• [PROBLEM DETAILS]
Reproduce word for word the lines from the start of the records through the line with "column 534, row 336", including that line, and leave out the pictures.

# STORED ROWS start

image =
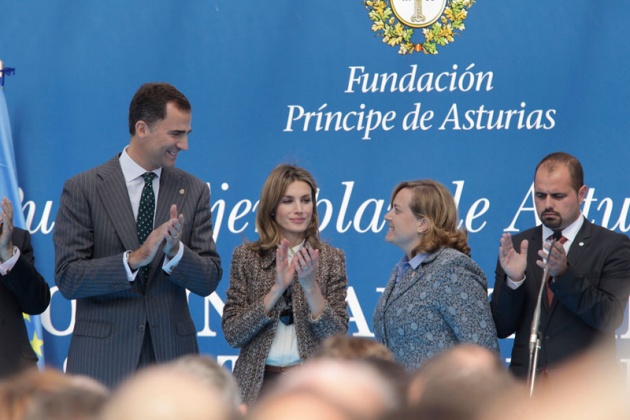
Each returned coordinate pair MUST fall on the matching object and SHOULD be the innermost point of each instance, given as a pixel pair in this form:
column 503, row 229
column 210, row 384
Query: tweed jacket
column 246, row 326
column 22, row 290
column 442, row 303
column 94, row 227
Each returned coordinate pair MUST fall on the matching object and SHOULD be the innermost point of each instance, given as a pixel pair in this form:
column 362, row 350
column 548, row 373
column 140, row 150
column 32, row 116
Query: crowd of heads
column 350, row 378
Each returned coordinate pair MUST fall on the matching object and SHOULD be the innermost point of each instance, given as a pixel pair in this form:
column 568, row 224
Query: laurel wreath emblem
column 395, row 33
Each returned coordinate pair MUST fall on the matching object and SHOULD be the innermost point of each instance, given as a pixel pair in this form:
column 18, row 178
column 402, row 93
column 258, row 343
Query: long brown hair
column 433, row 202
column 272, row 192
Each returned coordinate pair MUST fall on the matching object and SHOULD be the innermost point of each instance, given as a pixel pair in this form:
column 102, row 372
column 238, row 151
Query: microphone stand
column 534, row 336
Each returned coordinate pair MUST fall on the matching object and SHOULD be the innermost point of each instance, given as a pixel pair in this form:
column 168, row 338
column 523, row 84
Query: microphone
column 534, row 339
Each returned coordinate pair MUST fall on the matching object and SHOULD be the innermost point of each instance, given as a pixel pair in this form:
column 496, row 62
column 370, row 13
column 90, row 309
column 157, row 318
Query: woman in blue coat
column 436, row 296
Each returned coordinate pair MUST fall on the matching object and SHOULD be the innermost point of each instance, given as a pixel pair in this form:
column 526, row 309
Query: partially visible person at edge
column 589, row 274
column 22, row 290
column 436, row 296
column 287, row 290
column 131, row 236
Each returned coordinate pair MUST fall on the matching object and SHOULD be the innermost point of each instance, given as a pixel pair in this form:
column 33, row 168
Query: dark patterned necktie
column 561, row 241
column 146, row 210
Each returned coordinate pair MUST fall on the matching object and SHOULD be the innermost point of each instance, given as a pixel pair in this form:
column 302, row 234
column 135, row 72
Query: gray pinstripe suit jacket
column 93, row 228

# STORED ROWS end

• [OUTPUT]
image =
Each returned coordinate pair MUST fall on the matching object and SHOULD be the innermost point of each instance, given as a pixel pair in this form:
column 503, row 229
column 210, row 384
Query: tweed jacket
column 246, row 326
column 22, row 290
column 442, row 303
column 94, row 227
Each returned coordinate pair MUST fall on the matching object and SHOULD be the innermost point of each instance, given as a pixel pair in this form:
column 362, row 350
column 548, row 373
column 140, row 150
column 32, row 116
Query: crowd of heads
column 350, row 378
Each returned coordinate pair MUST fall on the matching object and SHOULD be the innermost point of each instance, given as a pixel pair in this form:
column 568, row 224
Query: laurel wreath emblem
column 395, row 33
Each returned coordinate pair MUST fall on the matching object and SHOULD be the innermost point of each instance, given as a pixel pair in this form:
column 18, row 178
column 402, row 93
column 258, row 343
Query: long brown hair
column 433, row 202
column 272, row 192
Each returned coordinate pair MUST fall on the matching object and SHOULD be the innermost point of each instance, given as a pixel pair in this form:
column 102, row 372
column 238, row 151
Query: microphone stand
column 534, row 336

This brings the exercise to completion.